━━ RECORDS SUPPLIED ━━

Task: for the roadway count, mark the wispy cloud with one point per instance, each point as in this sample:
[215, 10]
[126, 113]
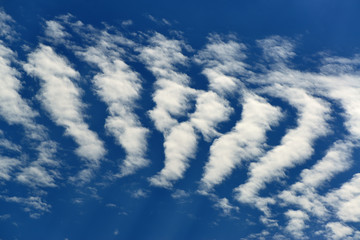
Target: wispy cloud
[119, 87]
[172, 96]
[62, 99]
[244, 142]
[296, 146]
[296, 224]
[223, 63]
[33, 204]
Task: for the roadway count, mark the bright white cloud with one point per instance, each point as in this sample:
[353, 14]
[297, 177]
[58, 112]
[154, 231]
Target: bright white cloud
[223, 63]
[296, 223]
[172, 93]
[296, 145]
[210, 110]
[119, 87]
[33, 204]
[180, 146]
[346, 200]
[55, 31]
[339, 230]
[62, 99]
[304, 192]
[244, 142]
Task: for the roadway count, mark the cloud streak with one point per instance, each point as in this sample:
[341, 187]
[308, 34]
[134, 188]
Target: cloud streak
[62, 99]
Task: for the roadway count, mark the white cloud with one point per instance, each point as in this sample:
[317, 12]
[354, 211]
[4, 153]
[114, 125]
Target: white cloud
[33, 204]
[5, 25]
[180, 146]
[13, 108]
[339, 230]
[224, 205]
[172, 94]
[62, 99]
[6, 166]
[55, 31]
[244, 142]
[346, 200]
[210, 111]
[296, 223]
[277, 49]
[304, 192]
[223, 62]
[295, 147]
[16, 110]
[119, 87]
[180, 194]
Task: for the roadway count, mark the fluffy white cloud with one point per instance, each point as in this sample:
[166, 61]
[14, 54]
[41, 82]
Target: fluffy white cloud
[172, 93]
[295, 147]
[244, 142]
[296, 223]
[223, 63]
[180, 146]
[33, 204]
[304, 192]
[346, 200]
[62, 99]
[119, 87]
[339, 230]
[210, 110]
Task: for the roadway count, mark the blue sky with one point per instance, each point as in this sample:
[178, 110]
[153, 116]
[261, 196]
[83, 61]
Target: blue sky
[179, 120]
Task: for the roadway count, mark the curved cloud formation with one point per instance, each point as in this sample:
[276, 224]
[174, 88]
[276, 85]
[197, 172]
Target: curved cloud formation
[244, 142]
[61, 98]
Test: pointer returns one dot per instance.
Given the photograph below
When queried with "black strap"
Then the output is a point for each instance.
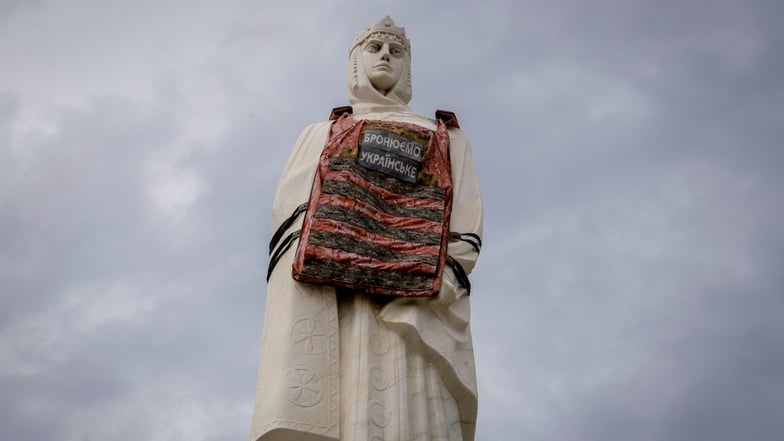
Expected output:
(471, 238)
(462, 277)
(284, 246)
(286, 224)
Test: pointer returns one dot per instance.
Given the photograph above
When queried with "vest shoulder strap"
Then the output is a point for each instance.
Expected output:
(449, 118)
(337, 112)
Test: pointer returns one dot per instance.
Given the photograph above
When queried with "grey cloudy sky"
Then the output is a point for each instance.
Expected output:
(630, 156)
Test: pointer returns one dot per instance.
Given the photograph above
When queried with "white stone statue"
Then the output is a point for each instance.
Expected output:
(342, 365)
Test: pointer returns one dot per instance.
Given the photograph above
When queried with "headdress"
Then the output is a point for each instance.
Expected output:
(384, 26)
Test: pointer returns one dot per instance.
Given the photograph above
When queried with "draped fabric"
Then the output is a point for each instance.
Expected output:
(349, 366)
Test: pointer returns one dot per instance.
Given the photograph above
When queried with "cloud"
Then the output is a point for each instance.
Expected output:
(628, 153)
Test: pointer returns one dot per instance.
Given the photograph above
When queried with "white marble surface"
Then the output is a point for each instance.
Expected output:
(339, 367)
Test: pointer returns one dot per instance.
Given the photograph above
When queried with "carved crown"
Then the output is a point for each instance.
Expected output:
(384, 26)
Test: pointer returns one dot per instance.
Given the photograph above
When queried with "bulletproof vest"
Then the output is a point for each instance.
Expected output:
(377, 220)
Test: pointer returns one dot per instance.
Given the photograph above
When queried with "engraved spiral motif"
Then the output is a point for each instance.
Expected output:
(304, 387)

━━━

• [STATED PROBLEM]
Count the lines in the records that contain the string "Target", matching case exactly. Give only the number.

• [WRITTEN ANSWER]
7